• Problem details
Make an exact copy of every entry, from the first line to the last.

• Supplied data
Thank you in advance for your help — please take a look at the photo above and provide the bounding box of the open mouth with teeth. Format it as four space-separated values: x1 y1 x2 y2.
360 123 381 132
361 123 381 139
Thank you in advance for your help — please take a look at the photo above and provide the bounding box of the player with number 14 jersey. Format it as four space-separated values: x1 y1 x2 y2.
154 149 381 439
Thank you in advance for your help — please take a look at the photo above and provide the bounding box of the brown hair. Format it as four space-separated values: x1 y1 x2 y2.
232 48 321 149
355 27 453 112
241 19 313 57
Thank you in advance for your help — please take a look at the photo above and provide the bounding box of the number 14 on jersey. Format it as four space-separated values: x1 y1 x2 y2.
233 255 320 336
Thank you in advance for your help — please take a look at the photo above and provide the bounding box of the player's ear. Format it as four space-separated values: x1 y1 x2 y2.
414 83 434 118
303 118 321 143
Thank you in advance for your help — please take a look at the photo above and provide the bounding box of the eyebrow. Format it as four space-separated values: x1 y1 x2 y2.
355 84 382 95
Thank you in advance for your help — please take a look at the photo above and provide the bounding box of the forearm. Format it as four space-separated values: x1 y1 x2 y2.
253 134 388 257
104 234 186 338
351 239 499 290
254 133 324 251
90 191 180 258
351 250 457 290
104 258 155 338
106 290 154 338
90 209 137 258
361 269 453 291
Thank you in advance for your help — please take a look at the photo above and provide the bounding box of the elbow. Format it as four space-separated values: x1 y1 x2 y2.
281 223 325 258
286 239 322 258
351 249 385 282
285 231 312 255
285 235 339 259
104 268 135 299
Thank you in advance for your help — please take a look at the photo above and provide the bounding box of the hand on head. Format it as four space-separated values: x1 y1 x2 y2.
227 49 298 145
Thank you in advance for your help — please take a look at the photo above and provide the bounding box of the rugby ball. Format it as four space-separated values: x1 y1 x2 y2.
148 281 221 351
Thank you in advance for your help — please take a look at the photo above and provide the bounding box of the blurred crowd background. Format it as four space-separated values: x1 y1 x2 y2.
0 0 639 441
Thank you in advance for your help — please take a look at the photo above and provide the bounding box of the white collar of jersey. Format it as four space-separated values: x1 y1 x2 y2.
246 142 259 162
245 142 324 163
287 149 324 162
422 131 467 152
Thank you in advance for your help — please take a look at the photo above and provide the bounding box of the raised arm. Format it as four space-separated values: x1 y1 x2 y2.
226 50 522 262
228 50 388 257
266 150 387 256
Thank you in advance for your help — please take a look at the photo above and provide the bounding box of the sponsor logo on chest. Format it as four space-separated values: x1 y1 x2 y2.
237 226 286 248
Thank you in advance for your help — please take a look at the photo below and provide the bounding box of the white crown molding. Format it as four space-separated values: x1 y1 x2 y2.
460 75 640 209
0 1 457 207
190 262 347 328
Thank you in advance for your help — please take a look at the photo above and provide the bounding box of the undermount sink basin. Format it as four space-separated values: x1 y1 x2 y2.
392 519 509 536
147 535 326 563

• Answer space
Thank you in advance for your help — please take a look at the photo above and provide the bounding box of the open mouth with teeth. Format it as four space-separated values: x1 y1 x2 y2.
360 123 381 132
361 123 381 139
Thank you in advance for your help — please take a look at the photo above and provide the bounding box of the player with number 14 jersey. Format it as four space-separated values: x1 y1 x2 y2.
154 149 381 439
Thank you in advance for your help — please take a look at the photo above and provide the bounding box of the brown hair. Format it as four space-separated values: x1 y1 x2 y2.
232 48 321 149
355 27 453 112
241 19 313 57
Thank you in advance for your help — please take a look at the photo above and provide the bounding box of the number 14 on jersey. Format it as four space-separated values: x1 y1 x2 y2.
233 255 320 336
Thank you in advance for your help — please take a look at the photo above and provide the bounding box of the player's ear. Format it as four space-separated values: x1 y1 x2 y2.
414 83 434 118
303 118 321 143
Thank you in advance for your help — please take a look at the photo above and provide the bounding box of the eyebrow. Format it as four space-separated values: x1 y1 x2 y2.
355 84 382 95
Thank you in advance for your help — please take a look at the photo above and provide the bounding box of the forearm. Format it as four space-separated values: x1 y1 x2 y2.
253 134 388 257
104 234 186 338
351 239 499 290
254 133 324 251
90 191 180 258
351 250 457 290
104 258 155 338
106 290 154 338
90 209 137 258
361 269 453 291
Thank you in advance for your help — please take a look at the photo above and provide the bounding box of the elbow. Format it as four space-separated values: x1 y1 x2 y2.
281 223 325 258
286 239 322 258
351 249 385 282
285 231 312 255
285 235 339 259
104 268 135 299
Thank you in advance for your help — please take a look at the photo above and provide the bounding box of the hand on head. Format it as four space-separated values: x1 y1 x2 y2.
227 49 298 145
Thank you in advance for your help — please take a look at the photo above and provide the bounding box of the rugby ball. Format it as four space-separated values: x1 y1 x2 y2.
148 281 221 351
Thank you in advance for your help — please take a look at the photo above and provide the bounding box of the blurred crowd background. Format it as four space-separated values: x1 y1 x2 y2.
0 0 639 441
Thank you in advance for your help — please take a look at the photo above and provide the bounding box of the white collar of jersey. Format it as four space-separated values: x1 y1 x2 y2.
246 142 259 162
245 142 324 163
287 149 324 162
422 131 467 152
Thank you in advance for your help — please take a look at the photo above and provide the bounding box of the raised arm. Format it as four space-separated values: x1 y1 x2 y2.
226 50 522 262
228 50 388 257
266 150 387 256
Thank you in advance for your help — please take a look at the photo above and provide the bounding box of the sponsor logo on chest. Format it as four space-separated values: x1 y1 x2 y2.
237 226 286 248
Thank you in advance for your help — please take a look at the photo below and provide the bounding box of the white crown molding. Format it as four space-separated values: x1 y1 x2 y2.
460 75 640 209
0 1 457 207
190 262 347 328
Thank you in advance for your help — please take a look at the photo above and provide the bounding box of the undermount sink basin. Format it as four space-separated values: x1 y1 x2 y2.
392 519 509 536
147 535 326 563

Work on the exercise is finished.